>>>

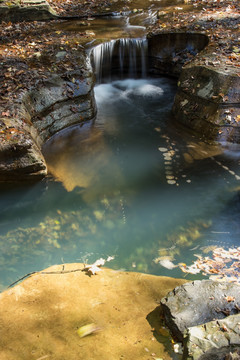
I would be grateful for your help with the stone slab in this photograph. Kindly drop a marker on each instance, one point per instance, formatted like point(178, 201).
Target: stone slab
point(199, 302)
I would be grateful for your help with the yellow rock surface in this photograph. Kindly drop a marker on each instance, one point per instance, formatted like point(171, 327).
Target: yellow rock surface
point(40, 317)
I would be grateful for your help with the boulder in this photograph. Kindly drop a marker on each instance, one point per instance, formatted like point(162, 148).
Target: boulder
point(208, 98)
point(60, 101)
point(20, 155)
point(197, 303)
point(213, 340)
point(51, 104)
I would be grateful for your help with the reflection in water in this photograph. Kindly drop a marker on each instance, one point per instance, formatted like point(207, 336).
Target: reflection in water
point(129, 184)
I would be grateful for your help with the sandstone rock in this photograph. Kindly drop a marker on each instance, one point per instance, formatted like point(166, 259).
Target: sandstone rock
point(207, 100)
point(168, 52)
point(40, 317)
point(61, 101)
point(213, 340)
point(20, 156)
point(197, 303)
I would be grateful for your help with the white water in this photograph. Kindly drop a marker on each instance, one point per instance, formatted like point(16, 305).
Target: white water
point(119, 59)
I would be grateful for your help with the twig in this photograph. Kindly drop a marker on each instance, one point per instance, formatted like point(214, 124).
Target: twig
point(44, 273)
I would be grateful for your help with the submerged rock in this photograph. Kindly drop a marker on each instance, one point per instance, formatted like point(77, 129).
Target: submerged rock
point(214, 340)
point(199, 302)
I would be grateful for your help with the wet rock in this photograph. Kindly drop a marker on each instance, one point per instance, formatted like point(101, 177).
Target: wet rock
point(61, 101)
point(207, 100)
point(20, 155)
point(28, 10)
point(168, 52)
point(214, 340)
point(197, 303)
point(52, 104)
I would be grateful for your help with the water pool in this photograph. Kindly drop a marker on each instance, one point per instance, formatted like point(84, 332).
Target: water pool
point(130, 184)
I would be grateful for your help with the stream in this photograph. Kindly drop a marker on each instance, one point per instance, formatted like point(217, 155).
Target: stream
point(130, 184)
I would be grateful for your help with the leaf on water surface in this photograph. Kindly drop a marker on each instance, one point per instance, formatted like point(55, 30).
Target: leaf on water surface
point(87, 330)
point(94, 268)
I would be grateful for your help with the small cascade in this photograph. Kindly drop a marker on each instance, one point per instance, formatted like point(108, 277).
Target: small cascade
point(120, 59)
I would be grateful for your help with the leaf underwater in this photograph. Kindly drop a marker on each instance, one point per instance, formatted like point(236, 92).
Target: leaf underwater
point(87, 330)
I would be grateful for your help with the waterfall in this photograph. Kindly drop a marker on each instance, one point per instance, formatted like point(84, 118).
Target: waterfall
point(120, 59)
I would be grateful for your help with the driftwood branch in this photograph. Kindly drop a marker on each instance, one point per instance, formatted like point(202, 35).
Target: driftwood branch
point(45, 273)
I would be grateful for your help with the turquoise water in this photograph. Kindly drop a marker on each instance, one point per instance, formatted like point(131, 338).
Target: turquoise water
point(129, 184)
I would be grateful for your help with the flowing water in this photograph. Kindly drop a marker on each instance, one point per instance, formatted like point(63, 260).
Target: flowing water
point(130, 184)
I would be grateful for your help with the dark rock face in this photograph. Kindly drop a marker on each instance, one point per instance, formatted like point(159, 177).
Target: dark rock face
point(61, 101)
point(52, 105)
point(208, 96)
point(20, 155)
point(214, 340)
point(207, 101)
point(198, 303)
point(168, 52)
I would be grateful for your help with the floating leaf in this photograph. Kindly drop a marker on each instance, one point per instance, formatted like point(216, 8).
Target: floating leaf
point(87, 330)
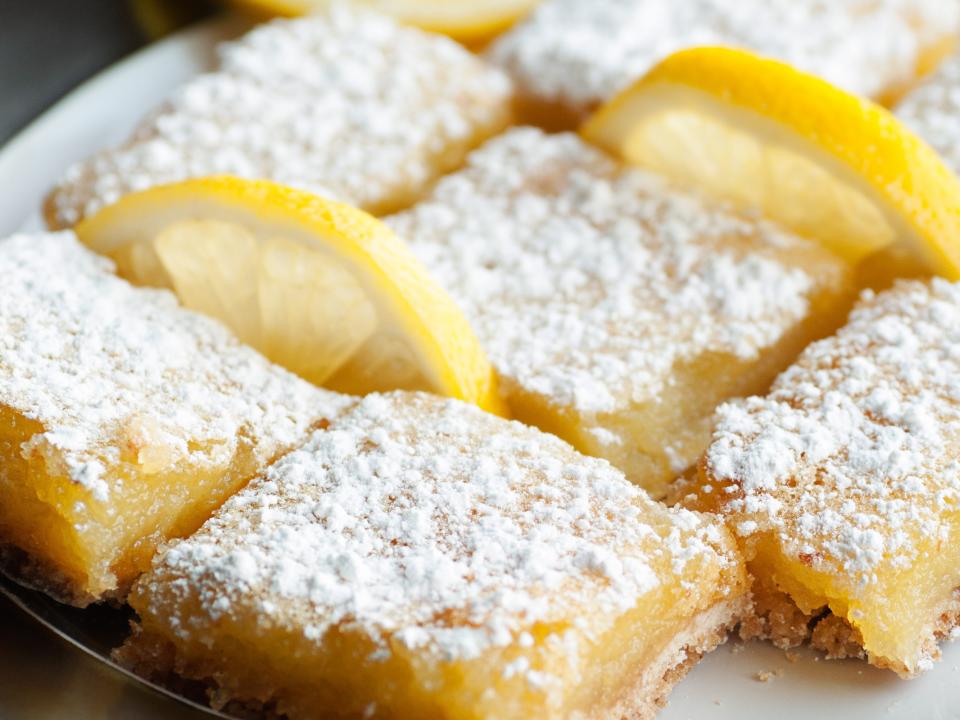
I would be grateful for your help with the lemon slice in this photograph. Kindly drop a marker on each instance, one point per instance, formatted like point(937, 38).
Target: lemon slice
point(317, 286)
point(470, 21)
point(819, 161)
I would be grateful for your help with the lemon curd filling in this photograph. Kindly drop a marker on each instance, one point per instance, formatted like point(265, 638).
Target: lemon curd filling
point(843, 483)
point(124, 419)
point(618, 311)
point(420, 558)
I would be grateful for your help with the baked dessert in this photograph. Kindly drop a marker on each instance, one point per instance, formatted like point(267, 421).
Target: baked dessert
point(569, 56)
point(843, 483)
point(617, 311)
point(124, 419)
point(933, 111)
point(346, 103)
point(421, 558)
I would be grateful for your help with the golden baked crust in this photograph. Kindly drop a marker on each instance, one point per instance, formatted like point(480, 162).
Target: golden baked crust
point(420, 557)
point(843, 484)
point(124, 419)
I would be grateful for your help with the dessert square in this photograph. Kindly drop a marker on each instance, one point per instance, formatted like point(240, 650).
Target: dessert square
point(345, 103)
point(618, 311)
point(570, 56)
point(124, 419)
point(933, 111)
point(421, 558)
point(843, 484)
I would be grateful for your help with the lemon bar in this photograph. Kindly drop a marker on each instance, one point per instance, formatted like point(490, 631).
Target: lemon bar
point(124, 419)
point(421, 558)
point(569, 56)
point(933, 111)
point(843, 484)
point(617, 311)
point(347, 104)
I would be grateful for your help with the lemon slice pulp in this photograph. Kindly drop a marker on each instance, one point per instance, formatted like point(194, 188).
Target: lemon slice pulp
point(821, 162)
point(319, 287)
point(470, 21)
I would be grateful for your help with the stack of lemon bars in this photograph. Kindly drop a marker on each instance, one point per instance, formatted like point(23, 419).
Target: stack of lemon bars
point(575, 408)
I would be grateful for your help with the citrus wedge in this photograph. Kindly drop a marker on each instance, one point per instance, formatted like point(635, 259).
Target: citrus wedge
point(470, 21)
point(758, 133)
point(318, 286)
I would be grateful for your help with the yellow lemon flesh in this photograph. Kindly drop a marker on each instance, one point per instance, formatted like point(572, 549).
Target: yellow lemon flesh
point(317, 286)
point(822, 162)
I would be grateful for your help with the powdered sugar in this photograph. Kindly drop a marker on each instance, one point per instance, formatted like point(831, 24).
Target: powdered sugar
point(933, 111)
point(345, 103)
point(427, 522)
point(113, 373)
point(581, 53)
point(853, 455)
point(587, 283)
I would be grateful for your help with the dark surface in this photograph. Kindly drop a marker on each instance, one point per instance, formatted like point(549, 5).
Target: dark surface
point(48, 47)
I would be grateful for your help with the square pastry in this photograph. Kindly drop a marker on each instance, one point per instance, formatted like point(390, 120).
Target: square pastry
point(570, 56)
point(421, 558)
point(345, 103)
point(843, 484)
point(618, 311)
point(124, 419)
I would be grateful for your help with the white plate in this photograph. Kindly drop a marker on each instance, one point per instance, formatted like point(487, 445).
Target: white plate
point(721, 687)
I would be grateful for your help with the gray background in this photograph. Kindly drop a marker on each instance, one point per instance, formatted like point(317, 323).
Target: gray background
point(48, 47)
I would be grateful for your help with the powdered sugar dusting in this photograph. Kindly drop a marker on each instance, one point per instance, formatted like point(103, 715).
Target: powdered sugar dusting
point(113, 373)
point(853, 455)
point(933, 111)
point(587, 282)
point(346, 103)
point(427, 522)
point(581, 53)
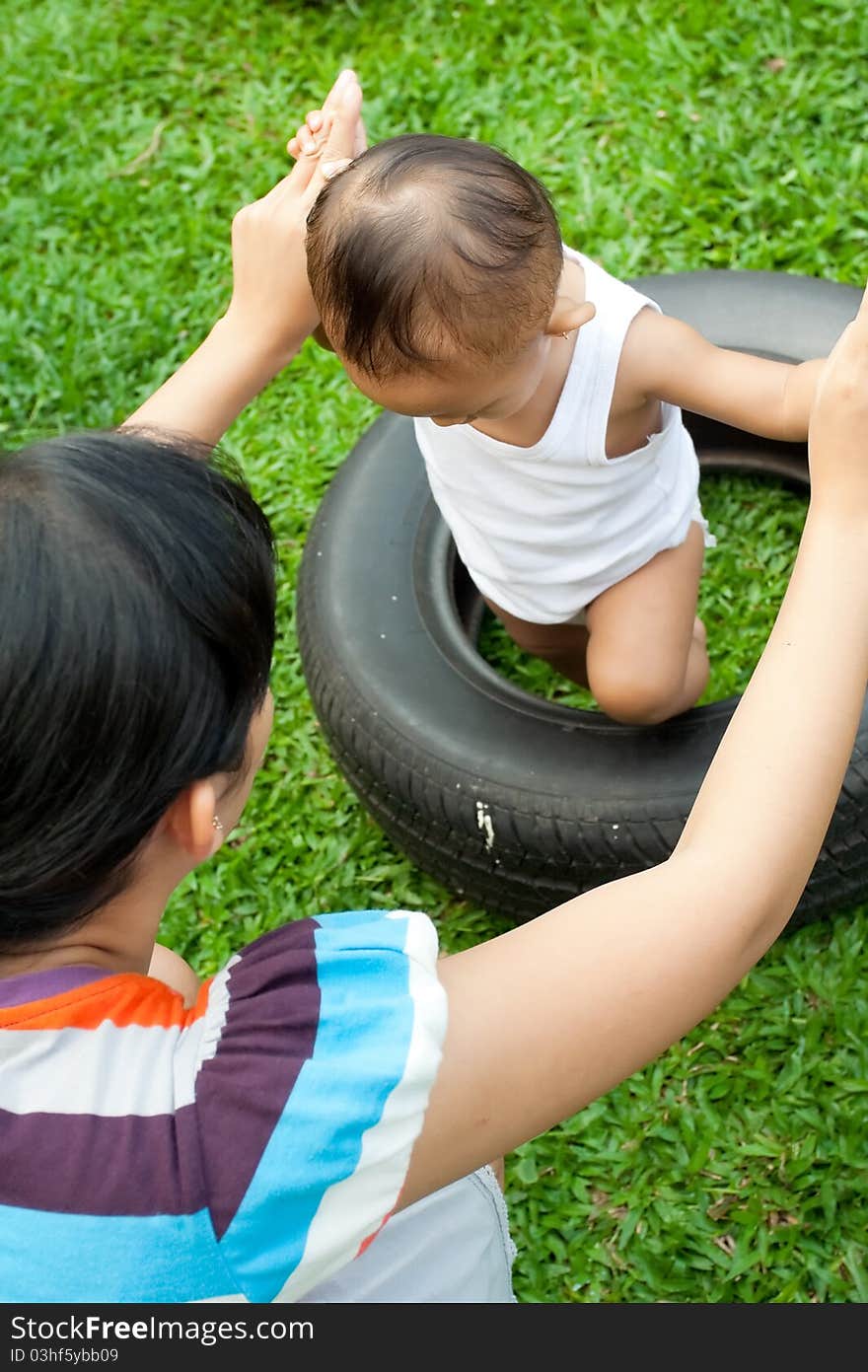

<<<

SET EXERCISE: Update all of the rows above by substituting "place a marker" for each occurrence of "drop a marker", leaving everything else untouched. Leave the pictures out of your output.

ANSWER:
I would be grateful for your help with the stone slab in this photograph. Kindly place a marker on each instance, one point per instance, formatted like point(178, 201).
Target: stone slab
point(199, 302)
I would be grateful for your help with the yellow rock surface in this photograph. Kindly place a marker on each instance, one point per instance, formatted like point(171, 327).
Target: yellow rock surface
point(40, 317)
I would be grateful for your help with the boulder in this photograph. Kindly place a marker on each instance, one point per instance, formatted like point(162, 148).
Target: boulder
point(208, 98)
point(60, 101)
point(20, 155)
point(197, 303)
point(213, 340)
point(51, 104)
I would be grateful for your help with the reflection in water in this photograph. Kindly place a marker on each instance, one point per instance, formatted like point(207, 336).
Target: reflection in water
point(129, 184)
I would be grateful for your help with the sandstone rock in this photograph. Kindly place a marker on each instance, one point per instance, formatted like point(166, 259).
Target: sandstone rock
point(207, 100)
point(168, 52)
point(40, 317)
point(61, 101)
point(213, 340)
point(20, 156)
point(197, 303)
I would be grateful for your help with the white water in this photograph. Kindly place a marker on each instance, one point per instance, formatted like point(16, 305).
Target: white water
point(119, 59)
I would be grateful for your help with the twig in this photograph. Kindly place a marker on each instance, one point per instance, formatted like point(214, 124).
Target: twig
point(44, 273)
I would be grateful for your help with the submerged rock in this photograph. Kindly place a marker on each instance, one point per instance, formatted like point(77, 129).
Target: submerged rock
point(214, 340)
point(199, 302)
I would be grateful for your help with the wet rock in this photograph. Kindly place a marker on each instance, one point per instance, formatted like point(101, 177).
Target: wet rock
point(61, 101)
point(207, 100)
point(20, 155)
point(28, 10)
point(168, 52)
point(214, 340)
point(197, 303)
point(52, 104)
I would be grateful for your help with the water pool in this photograph. Kindly place a marker on each instance, one point per instance, formatted like point(84, 332).
Target: water pool
point(130, 184)
I would be grateful for your help with the stream in this photograph. Kindly place a marker on each instance, one point per instance, formatted like point(217, 155).
Target: stream
point(130, 184)
I would be grateful for your help with the leaf on water surface in this photograph. Kindly place a marker on each instance, one point per instance, formatted like point(55, 30).
Target: leaf on water surface
point(87, 330)
point(94, 268)
I would be grateful for your help with the small cascade in this photograph. Kindly place a marker on each instance, one point per instance, formatted like point(108, 277).
Target: small cascade
point(120, 59)
I would be grateful for your help with the leaf underwater in this photograph. Kindly place a marker on each instance, one point per instance, formatted like point(236, 92).
Target: leaf underwater
point(87, 330)
I would be grateful for your help with the waterfall in this photograph. Kindly place a marker on each instance, one point per instance, formatted like point(84, 118).
Target: waterfall
point(120, 59)
I would be grateful for your help with the driftwood branch in this photograph. Kindly place a marker on each instance, one point per instance, formatted like point(202, 35).
Target: driftwood branch
point(45, 273)
I would be grateful for your help with the turquoise water in this photograph. Kindly place a marker on each instance, one point per instance, formatted like point(131, 338).
Target: turquoise water
point(129, 184)
I would be grateful for your help with the flowing water in this photograph. Kindly place a marker on each instance, one point per instance, formatted like point(63, 260).
Target: flowing water
point(130, 184)
I would be grateful for your help with the dark rock face in this photograph. Kindly place a marker on each instance, one point per instance, formatted like point(159, 177).
Target: dark rock face
point(61, 101)
point(52, 105)
point(208, 96)
point(20, 155)
point(214, 340)
point(207, 101)
point(198, 303)
point(168, 52)
I would be grateful for your help with the floating leaf in this photograph. Kindly place a marker on each instance, one point per instance, formatted like point(216, 8).
Target: floating leaf
point(87, 330)
I would be grateful for your help with the lemon slice in this photograph. Kindly place a marker on each instance, one point per instance, formatted like point(937, 38).
Target: lemon slice
point(317, 286)
point(470, 21)
point(819, 161)
I would be grateful for your help with the lemon curd filling in this photograph. Kindly place a marker on each instance, one point per instance, formatted like point(265, 638).
Target: lemon curd filling
point(843, 483)
point(124, 419)
point(618, 311)
point(420, 558)
I would be grateful for your help with the baked dessert in this photograph. Kindly place a marker on each instance, one point per instance, formatted like point(267, 421).
Target: baked dessert
point(569, 56)
point(843, 483)
point(617, 311)
point(124, 419)
point(933, 111)
point(346, 103)
point(421, 558)
I would be grateful for your help with the golden baked crust in this photograph. Kindly place a marker on each instance, one point per instance, formatted like point(480, 162).
Target: golden baked crust
point(420, 557)
point(843, 484)
point(124, 419)
I would be grateful for your help with the dessert square in this photograph. Kindly place a marker on each instance, one point per instance, formatted like point(240, 650).
Target: dessert square
point(345, 103)
point(618, 311)
point(570, 56)
point(124, 419)
point(933, 111)
point(421, 558)
point(843, 484)
I would be grateful for your help with the lemon bar in this photograph. Kindly place a marker on each instance, one point per instance, formatted like point(490, 631).
Target: lemon bar
point(124, 419)
point(421, 558)
point(569, 56)
point(933, 111)
point(843, 484)
point(617, 311)
point(347, 104)
I would be grateful for your help with the lemon slice pulp in this photograph. Kindly place a marker on each instance, one point per instance, formatted like point(194, 188).
Target: lemon slice pulp
point(821, 162)
point(319, 287)
point(470, 21)
I would be grateful for your help with the stack of lemon bars in this photograph. Kindly place a marker on each instance, one point per instance, formatted like point(23, 419).
Target: stack of lemon bars
point(575, 408)
I would be grateful for your help with the citrus wedge in this photograph. Kindly place a marker on each instance, one point per instance, formatted like point(635, 259).
Target: citrus wedge
point(470, 21)
point(758, 133)
point(318, 286)
I would be grateful for your help with the yellow lemon flesh in this photograph. Kindly place a marker on each instance, one point per instance, formatted like point(572, 549).
Target: yellow lemon flesh
point(317, 286)
point(822, 162)
I would be grateful for your help with the powdered sugar in this photograph. Kindly place a marker on each instance, one point per instance, formatted like point(831, 24).
Target: powdered sugar
point(933, 111)
point(345, 103)
point(427, 522)
point(113, 373)
point(581, 53)
point(853, 455)
point(587, 283)
I would be grateful for your help with the dark surface in this photograph. Kindly place a marker on each instance, one point per instance, formatted like point(549, 5).
Target: dark surface
point(48, 47)
I would be grateful for your help with the square pastry in this photograph. Kindly place a marker on each instance, one point per instance, formatted like point(390, 120).
Target: square pastry
point(570, 56)
point(421, 558)
point(345, 103)
point(843, 484)
point(618, 311)
point(124, 419)
I would be grateful for your help with the white plate in this photograph. Kindly place a marker on each instance, one point per instance, formatted like point(487, 445).
Target: white plate
point(721, 687)
I would be grateful for your help with the gray background in this photograph. Kindly place a marker on each instance, one point per instance, formatted like point(317, 323).
Target: gray background
point(48, 47)
I would be grateful for your help with the powdered sugar dusting in this photograph. Kindly place a marker on each instance, one point per instance, formatted like point(103, 715).
Target: powdered sugar dusting
point(113, 373)
point(853, 455)
point(933, 111)
point(587, 282)
point(346, 103)
point(427, 522)
point(581, 53)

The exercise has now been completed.